▶ **TASK**: Where does the word "building" appear in the data? Copy every line that holds it.
....
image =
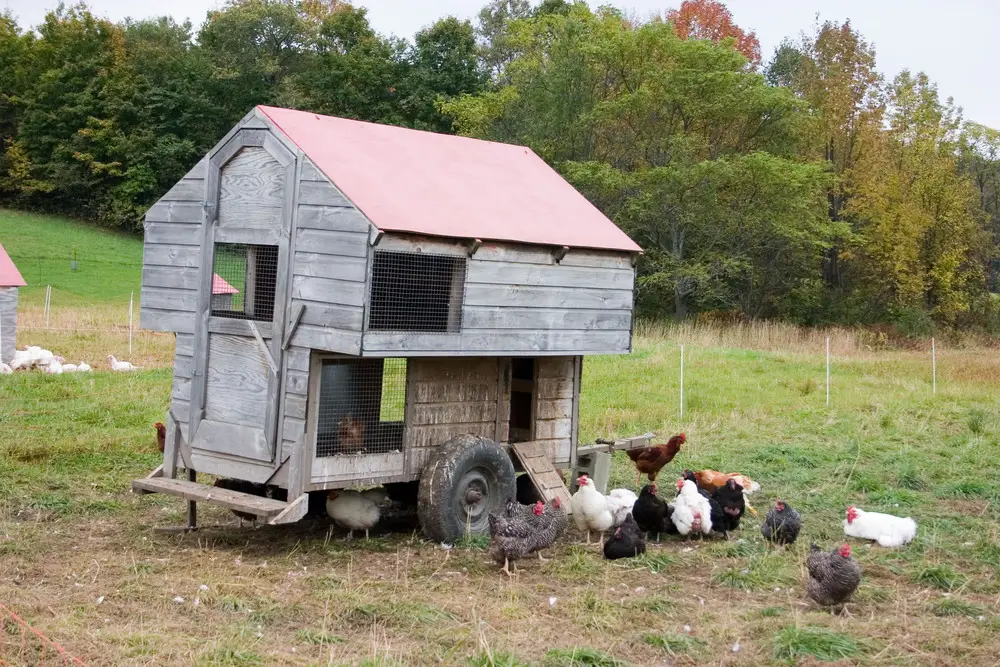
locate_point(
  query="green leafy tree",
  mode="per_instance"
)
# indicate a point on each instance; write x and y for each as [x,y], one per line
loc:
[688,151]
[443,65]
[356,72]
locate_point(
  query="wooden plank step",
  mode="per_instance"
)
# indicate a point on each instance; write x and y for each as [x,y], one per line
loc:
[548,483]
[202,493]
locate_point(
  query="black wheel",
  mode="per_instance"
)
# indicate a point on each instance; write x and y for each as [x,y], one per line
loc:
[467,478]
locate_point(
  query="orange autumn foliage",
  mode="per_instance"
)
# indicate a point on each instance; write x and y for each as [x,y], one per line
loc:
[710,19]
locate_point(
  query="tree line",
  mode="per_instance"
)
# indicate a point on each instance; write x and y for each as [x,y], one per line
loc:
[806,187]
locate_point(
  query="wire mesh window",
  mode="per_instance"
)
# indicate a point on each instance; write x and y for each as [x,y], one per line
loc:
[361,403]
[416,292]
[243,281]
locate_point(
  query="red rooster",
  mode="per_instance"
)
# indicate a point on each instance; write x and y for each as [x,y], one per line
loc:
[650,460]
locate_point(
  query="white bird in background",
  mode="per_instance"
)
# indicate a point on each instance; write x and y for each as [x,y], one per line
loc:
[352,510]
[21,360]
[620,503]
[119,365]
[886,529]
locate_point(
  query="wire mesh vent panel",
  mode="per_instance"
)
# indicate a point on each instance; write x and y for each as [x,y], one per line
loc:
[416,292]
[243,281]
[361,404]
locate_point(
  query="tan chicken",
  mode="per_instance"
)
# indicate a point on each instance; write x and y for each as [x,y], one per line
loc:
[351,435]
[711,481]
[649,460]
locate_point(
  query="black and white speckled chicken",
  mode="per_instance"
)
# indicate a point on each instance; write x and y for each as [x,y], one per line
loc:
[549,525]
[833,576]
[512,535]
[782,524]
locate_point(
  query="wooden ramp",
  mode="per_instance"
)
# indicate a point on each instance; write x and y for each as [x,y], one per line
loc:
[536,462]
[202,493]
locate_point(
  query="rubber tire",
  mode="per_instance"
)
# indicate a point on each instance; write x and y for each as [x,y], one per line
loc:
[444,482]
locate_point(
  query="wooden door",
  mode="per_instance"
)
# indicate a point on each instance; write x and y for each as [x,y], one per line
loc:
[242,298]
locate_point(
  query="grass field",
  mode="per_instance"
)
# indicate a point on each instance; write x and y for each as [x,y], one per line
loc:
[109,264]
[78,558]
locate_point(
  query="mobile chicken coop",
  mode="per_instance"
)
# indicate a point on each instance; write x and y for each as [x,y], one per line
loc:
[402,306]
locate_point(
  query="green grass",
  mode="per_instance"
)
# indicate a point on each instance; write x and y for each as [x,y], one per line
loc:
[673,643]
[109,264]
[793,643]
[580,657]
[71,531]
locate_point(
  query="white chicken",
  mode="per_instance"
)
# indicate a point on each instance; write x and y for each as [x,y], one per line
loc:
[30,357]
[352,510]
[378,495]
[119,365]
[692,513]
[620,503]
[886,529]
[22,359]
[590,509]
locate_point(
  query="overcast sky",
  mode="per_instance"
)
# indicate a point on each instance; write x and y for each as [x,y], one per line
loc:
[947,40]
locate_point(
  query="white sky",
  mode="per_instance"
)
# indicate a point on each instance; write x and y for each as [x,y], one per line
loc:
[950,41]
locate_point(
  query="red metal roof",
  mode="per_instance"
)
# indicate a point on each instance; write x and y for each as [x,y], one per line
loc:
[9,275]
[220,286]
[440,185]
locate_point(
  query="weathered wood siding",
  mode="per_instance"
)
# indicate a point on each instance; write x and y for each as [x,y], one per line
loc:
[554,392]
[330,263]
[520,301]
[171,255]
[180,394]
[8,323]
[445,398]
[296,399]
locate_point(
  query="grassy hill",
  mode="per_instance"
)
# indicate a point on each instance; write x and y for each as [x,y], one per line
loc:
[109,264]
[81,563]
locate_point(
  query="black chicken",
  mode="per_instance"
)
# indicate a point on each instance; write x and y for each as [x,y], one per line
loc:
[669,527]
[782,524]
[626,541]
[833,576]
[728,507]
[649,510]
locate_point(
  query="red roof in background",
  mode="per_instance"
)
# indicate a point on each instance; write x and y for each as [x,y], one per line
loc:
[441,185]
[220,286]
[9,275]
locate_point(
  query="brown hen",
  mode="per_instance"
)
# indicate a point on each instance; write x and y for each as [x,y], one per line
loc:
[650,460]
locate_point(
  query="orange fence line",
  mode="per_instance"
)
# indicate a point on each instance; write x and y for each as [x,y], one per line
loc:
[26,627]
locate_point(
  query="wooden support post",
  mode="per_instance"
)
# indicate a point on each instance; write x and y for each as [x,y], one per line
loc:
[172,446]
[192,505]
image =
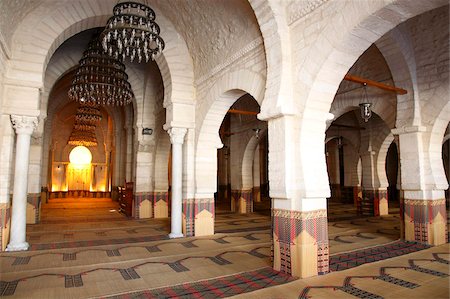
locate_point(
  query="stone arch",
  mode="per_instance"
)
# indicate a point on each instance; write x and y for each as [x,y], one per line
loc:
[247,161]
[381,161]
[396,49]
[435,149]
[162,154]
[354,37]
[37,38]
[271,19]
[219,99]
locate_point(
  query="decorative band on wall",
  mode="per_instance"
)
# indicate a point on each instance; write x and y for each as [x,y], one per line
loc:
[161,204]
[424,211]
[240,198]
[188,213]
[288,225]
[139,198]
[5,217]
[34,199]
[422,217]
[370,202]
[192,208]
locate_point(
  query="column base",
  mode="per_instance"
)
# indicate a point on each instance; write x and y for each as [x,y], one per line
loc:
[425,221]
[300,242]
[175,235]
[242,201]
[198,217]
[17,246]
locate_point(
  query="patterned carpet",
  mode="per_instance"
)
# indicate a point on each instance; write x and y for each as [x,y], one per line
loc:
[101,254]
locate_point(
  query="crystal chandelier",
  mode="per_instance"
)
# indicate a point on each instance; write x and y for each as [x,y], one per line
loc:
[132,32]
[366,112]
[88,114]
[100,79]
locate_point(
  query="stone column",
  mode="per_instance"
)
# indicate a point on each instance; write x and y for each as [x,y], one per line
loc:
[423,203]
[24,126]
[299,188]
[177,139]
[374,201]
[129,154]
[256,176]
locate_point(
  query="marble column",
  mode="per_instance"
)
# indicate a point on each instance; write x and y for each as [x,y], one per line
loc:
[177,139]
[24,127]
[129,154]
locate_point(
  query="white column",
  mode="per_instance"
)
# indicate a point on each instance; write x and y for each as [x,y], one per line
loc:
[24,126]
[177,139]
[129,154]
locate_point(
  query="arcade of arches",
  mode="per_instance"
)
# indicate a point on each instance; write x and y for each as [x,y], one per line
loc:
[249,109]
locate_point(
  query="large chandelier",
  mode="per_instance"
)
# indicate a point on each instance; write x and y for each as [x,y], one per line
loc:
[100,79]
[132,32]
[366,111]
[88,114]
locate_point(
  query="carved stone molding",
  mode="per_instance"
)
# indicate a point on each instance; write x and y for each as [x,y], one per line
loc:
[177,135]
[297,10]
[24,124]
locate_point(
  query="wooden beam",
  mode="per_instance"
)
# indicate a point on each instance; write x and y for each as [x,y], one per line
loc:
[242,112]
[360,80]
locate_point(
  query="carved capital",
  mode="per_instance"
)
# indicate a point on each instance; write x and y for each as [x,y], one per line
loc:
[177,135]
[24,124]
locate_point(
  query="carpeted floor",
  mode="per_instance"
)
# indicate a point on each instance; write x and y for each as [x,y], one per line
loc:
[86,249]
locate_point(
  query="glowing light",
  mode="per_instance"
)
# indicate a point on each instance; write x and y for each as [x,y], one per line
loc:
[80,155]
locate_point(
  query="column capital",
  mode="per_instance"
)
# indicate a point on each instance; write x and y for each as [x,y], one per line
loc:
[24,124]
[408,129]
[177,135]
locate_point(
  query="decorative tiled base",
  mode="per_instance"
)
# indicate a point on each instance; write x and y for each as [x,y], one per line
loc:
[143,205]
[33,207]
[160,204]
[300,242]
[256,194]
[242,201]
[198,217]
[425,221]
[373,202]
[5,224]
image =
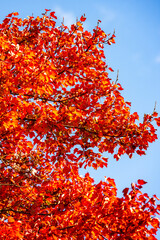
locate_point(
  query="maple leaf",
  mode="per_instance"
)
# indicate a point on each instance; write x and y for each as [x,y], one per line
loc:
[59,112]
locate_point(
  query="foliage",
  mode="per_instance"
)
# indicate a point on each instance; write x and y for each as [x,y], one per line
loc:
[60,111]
....
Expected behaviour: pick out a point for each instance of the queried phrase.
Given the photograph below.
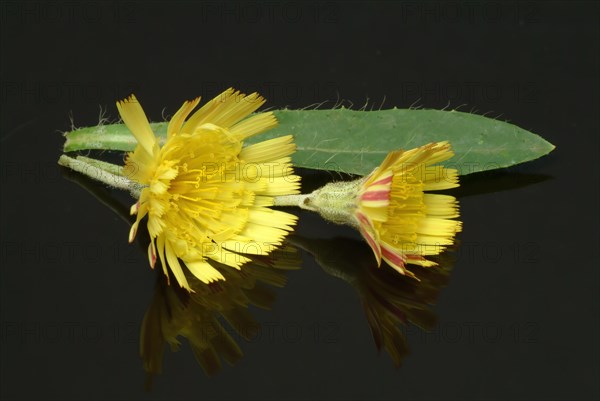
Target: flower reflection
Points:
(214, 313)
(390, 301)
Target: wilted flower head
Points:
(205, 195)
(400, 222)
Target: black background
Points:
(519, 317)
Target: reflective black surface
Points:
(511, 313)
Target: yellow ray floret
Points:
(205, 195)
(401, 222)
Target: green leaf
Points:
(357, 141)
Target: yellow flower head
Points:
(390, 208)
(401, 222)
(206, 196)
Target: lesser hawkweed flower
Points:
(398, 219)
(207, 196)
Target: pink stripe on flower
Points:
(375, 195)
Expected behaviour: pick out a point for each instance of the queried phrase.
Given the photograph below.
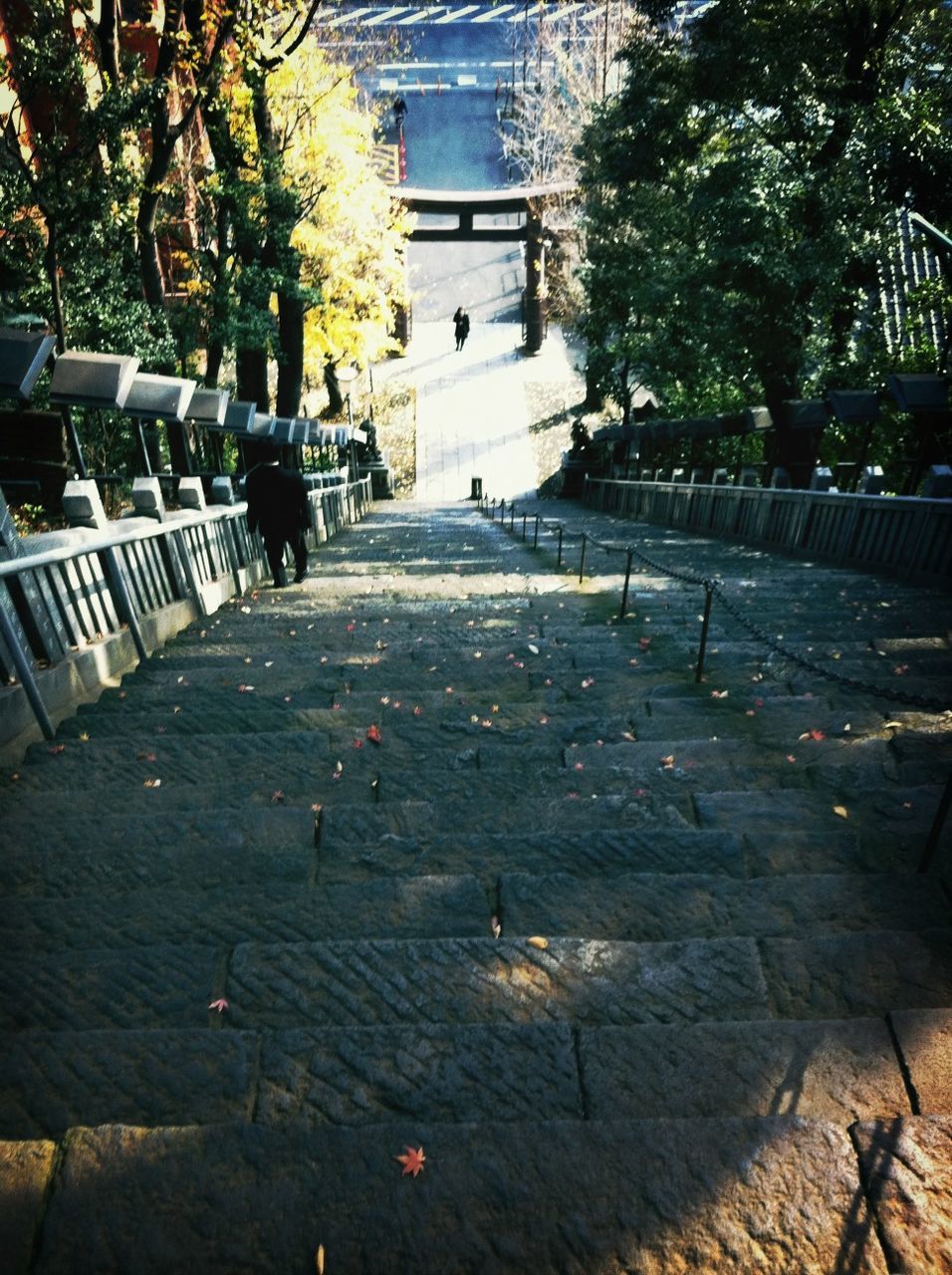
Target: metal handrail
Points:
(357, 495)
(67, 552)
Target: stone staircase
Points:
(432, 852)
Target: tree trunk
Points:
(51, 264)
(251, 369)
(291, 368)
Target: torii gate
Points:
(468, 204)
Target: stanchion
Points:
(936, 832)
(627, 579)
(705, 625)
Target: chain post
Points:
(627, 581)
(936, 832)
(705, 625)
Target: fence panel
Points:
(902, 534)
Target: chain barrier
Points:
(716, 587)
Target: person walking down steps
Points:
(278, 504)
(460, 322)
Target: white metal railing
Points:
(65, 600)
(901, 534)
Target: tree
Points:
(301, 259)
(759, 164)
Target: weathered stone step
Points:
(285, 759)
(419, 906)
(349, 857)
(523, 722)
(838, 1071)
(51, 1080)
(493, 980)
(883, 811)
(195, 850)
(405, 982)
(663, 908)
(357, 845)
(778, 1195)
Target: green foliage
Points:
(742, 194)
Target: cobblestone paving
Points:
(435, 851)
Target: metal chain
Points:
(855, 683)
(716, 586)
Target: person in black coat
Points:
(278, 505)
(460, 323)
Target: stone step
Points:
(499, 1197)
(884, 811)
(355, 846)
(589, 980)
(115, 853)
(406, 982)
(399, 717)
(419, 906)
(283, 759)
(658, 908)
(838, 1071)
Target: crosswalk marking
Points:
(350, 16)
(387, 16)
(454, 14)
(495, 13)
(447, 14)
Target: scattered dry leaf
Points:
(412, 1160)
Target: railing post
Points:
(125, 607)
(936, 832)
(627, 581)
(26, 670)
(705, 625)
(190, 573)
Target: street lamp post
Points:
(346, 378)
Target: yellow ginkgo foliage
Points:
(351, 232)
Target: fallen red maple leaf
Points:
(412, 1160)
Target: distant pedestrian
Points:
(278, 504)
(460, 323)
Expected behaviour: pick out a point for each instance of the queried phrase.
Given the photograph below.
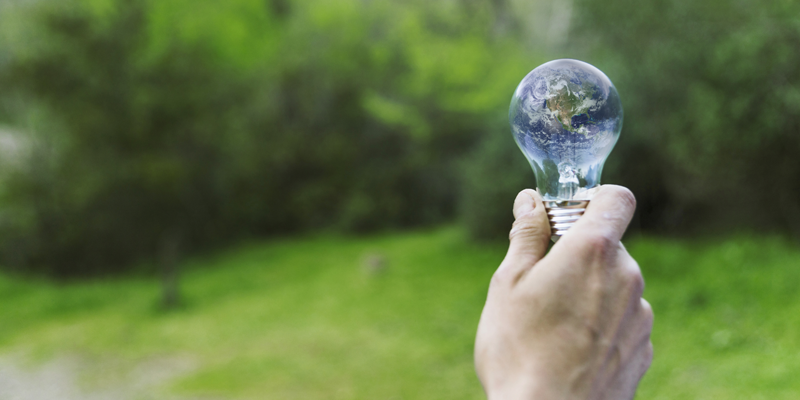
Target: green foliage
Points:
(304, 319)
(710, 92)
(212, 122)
....
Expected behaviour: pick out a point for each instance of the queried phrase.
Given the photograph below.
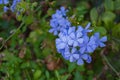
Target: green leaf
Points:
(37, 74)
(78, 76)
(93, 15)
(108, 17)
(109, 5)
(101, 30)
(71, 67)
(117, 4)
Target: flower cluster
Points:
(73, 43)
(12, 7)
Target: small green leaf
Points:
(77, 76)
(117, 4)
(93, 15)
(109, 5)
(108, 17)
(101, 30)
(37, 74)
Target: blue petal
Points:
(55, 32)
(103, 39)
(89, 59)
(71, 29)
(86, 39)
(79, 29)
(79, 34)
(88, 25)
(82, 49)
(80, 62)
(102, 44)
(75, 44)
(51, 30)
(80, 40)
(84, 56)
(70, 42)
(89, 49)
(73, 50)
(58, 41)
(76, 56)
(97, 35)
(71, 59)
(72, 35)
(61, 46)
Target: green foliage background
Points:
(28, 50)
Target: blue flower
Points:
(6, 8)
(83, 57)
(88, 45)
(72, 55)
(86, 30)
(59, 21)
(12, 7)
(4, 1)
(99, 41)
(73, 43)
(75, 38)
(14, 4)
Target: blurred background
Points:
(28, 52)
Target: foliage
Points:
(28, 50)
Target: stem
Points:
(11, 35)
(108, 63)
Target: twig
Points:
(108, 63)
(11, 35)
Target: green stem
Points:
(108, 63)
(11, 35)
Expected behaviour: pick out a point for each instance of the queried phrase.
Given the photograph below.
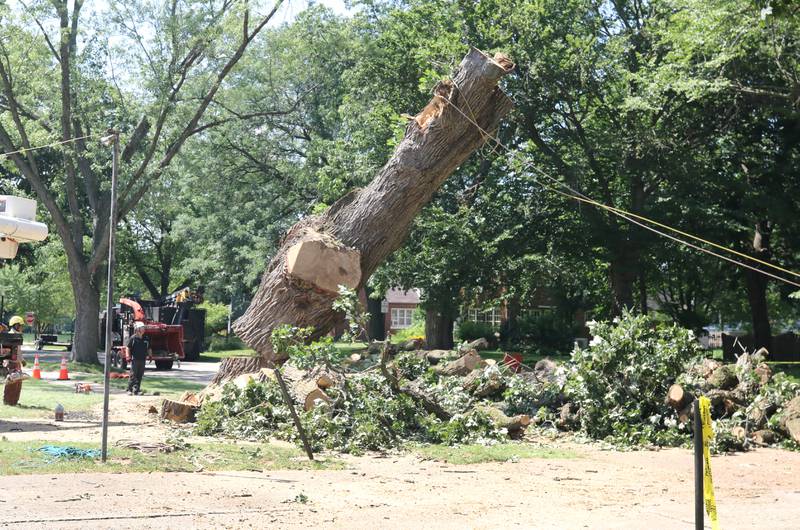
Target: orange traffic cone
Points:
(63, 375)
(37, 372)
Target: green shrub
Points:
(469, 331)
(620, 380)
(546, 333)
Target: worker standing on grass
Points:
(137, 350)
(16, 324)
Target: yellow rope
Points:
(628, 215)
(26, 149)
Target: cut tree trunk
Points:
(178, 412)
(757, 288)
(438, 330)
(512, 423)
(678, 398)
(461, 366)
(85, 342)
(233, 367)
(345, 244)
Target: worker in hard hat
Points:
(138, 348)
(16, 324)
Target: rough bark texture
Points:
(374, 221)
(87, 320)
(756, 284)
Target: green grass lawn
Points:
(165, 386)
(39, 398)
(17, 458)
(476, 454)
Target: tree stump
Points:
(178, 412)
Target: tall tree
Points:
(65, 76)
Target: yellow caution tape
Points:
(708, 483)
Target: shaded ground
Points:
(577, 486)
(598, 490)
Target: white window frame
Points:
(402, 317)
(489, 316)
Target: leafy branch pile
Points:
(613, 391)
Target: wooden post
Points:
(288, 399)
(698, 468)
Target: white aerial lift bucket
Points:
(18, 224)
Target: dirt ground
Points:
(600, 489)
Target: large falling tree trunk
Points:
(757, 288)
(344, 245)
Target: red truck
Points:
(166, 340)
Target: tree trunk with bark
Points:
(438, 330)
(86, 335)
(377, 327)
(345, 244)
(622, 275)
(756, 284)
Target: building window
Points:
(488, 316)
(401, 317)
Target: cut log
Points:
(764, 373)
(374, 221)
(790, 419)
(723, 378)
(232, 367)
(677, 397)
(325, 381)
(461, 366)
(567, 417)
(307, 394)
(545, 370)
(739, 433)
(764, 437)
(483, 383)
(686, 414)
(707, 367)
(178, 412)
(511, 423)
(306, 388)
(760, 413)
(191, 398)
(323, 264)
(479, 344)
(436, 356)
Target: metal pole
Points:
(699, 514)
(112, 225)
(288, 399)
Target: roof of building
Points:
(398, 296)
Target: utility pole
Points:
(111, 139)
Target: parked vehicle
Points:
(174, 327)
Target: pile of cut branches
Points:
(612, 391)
....
▶ **SOLUTION**:
Target: building window
Target: roof of building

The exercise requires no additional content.